- Enunciado da tarefa
Com base no texto sobre mulheres evangélicas, responda:
1. Segundo os dados da FGV, qual é a porcentagem de mulheres entre as pessoas que frequentam cultos regularmente?
2. Qual órgão não reconhece a Psicologia Cristã?
3. Com quantas pessoas religiosas foi feita a pesquisa de Strawbridge (1998)?

- Texto fornecido
_ _ _ _ _ _ _
Mulheres evangélicas, quem somos em tudo isso?

Os dados desenvolvidos pela FGV (2005), que se utiliza dos parâmetros do Censo do IBGE (2000), apontam que cerca de 50% da população brasileira frequenta cultos regularmente, sendo a maioria mulheres (57%), de idade mais avançada (acima de 50 anos). Estas também se importam mais com a religião que os homens.

A Religião pode reforçar ou transformar as relações de Gênero, pois se a ordem social é sexuada, a Religião também é. Linda Woodhead (2007) indica quais caminhos as mulheres tentam percorrer para lidar com essa Religião. Existe um método de consolidação sob o qual mulheres que querem estar nos espaços conservadores, com uma família e um protetor, precisam se submeter. Há também aqueles onde muitas elaboram táticas, que produzem esferas libertadoras dentro de uma ordem, a fim de construírem uma autonomia relativa. Outras, ainda, fazem uma busca, isto é, transitam dentro da ordem existente, sem se consolidarem. E ainda, citadas pela autora, há mulheres de contracultura, que tentam resistir fora de uma Religião hegemônica. Estas formas de resistência, por muito tempo, eram consideradas menores pelos movimentos feministas, pois, para as epistemologias europeias e seculares, a Religião só teria espaço para a subjugação destes corpos (MAHMOOD, 2010). 

Esta mesma população tem menor acesso ao sistema público de saúde e ao tratamento psicoterápico. Em contrapartida, tem vasto acesso a comunidades evangélicas, cujos discursos apontam para a desvalorização do tratamento psicológico ou, quando respeitado, apoiam uma Psicologia Cristã, não reconhecida pelo Conselho Federal de Psicologia, dentro de nosso Código de Ética.

Qual nossa relação com a saúde mental?

Koenig e Larson (2001) assinalam que a maioria das pesquisas empíricas tem demonstrado uma associação positiva entre a Religião e a saúde mental. Entretanto, também observamos em pesquisas como de Pruyser (1977), que evidenciou costumeira baixa autoestima, perfeccionismos, insegurança e ódio autodirigido entre jovens religiosos. Num estudo específico com mulheres – mães adolescentes –, observaram que as mais religiosas eram as que mais possuíam sintomas depressivos (SORESON et al, 1995). Os autores desta pesquisa formularam a hipótese de que a Religião reenfatizaria os sentimentos de culpa e de vergonha e que encorajariam essas jovens ao isolamento, pois estas teriam comportamentos fora das normas sociais. Essa hipótese, apesar de interessante, não pode ser vista como a única resposta possível sobre a relação entre Religião e saúde mental. A partir da pesquisa de Strawbridge (1998), temos evidências que nos ajudam a complexificar a questão. A partir de seus dados adquiridos com 2537 pessoas religiosas nos Estados Unidos da América sobre o tema de depressão e Religião, o pesquisador percebeu que não é uma questão de melhorar ou piorar a condição psicológica desta pessoa, mas sim que de fato a Religião tem o poder de potenciar aspectos da vida de um sujeito ou até de neutralizá-los.
_ _ _ _ _ _ _
- Registros apresentados
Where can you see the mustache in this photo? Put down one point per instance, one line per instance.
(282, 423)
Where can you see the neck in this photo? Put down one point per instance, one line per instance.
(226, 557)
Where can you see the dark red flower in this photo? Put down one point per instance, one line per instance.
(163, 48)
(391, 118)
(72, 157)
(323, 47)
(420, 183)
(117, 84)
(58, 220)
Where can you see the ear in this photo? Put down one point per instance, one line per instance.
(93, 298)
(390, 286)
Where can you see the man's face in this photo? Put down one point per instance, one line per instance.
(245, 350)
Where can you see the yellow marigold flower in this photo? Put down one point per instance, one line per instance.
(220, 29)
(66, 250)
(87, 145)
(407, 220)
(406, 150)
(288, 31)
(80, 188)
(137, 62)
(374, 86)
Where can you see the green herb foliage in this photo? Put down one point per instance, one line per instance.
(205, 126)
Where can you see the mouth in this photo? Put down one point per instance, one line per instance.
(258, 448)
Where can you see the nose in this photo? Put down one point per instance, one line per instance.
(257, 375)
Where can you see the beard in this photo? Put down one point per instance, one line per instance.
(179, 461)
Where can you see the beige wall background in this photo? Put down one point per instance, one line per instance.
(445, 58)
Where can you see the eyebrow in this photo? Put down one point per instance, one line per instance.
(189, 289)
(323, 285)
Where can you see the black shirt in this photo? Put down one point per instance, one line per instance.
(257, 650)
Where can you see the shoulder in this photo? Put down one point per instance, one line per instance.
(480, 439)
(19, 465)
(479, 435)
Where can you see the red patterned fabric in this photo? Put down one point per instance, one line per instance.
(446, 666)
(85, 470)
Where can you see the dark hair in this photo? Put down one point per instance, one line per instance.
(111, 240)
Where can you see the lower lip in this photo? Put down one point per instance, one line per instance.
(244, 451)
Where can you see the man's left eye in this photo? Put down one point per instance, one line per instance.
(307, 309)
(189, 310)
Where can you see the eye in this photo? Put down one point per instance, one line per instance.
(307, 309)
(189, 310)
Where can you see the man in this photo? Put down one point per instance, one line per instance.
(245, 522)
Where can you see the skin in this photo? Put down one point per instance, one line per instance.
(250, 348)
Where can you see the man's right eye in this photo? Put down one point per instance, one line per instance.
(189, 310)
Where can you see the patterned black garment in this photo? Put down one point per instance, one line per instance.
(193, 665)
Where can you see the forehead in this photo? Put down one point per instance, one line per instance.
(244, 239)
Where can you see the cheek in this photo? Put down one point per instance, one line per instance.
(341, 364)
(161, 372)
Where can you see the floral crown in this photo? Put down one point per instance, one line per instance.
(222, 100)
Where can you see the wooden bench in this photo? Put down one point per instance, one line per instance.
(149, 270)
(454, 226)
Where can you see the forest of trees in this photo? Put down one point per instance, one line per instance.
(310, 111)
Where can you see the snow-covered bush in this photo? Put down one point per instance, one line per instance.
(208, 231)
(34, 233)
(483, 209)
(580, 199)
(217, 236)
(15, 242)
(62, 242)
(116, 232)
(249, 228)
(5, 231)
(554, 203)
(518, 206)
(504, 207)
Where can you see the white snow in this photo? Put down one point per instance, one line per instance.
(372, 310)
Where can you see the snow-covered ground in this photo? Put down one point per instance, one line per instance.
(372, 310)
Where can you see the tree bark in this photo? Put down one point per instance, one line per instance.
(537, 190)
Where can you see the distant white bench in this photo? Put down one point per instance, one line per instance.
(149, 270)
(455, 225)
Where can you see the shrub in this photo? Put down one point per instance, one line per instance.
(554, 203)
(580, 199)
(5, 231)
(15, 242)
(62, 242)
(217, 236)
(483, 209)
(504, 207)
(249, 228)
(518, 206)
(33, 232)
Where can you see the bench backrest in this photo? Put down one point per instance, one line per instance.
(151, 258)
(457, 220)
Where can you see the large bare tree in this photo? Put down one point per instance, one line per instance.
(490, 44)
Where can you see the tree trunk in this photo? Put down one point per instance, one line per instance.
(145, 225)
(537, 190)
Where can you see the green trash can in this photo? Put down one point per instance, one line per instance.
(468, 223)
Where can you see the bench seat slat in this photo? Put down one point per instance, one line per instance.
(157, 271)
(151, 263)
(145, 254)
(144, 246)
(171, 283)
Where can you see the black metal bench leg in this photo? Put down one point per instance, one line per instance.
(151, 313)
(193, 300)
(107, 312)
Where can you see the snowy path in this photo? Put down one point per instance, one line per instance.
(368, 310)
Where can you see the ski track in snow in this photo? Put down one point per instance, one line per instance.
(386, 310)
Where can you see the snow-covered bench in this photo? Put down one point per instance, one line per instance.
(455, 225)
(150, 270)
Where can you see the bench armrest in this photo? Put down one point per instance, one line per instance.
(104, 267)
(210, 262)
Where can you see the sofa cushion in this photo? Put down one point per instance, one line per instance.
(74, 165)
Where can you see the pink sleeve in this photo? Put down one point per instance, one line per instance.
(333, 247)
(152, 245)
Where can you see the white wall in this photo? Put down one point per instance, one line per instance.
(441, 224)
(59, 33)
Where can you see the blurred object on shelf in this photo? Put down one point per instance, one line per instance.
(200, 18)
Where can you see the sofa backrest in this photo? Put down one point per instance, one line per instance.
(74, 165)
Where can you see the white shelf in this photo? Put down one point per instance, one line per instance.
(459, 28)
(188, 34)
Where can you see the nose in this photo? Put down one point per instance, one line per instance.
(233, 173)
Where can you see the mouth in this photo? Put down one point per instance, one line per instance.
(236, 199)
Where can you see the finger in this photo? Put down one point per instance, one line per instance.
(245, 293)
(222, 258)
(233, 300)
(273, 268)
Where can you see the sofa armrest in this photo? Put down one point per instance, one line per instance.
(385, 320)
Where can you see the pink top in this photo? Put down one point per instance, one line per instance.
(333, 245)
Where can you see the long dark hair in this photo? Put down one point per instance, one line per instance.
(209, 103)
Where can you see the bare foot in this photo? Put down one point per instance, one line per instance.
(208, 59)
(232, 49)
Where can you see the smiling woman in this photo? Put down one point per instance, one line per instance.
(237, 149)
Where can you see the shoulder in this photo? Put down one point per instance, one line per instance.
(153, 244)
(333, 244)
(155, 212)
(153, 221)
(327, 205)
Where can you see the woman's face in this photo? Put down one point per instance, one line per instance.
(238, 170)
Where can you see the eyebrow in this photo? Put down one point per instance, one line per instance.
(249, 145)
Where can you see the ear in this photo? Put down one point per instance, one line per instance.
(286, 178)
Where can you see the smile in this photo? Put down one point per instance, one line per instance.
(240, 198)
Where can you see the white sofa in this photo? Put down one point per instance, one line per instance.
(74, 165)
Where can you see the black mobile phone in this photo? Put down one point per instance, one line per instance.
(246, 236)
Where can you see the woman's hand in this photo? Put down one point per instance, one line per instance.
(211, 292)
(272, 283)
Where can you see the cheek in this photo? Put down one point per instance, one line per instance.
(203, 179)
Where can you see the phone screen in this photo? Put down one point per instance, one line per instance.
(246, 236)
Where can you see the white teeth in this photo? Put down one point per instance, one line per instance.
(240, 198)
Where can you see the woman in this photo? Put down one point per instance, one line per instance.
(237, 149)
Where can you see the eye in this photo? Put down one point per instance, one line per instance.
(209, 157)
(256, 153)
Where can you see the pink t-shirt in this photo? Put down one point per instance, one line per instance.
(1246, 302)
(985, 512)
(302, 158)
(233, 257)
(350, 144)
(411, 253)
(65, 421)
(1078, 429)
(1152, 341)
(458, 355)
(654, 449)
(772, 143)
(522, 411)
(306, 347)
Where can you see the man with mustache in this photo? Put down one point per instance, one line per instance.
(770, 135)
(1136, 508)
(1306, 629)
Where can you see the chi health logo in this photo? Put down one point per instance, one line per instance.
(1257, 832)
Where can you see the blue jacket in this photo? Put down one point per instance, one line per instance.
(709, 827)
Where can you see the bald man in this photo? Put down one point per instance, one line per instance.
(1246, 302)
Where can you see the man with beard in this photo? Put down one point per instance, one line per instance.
_ _ _ _ _ _ _
- Resposta
1. 57%.
2. O Conselho Federal de Psicologia.
3. Com 2537 pessoas religiosas, nos Estados Unidos da América.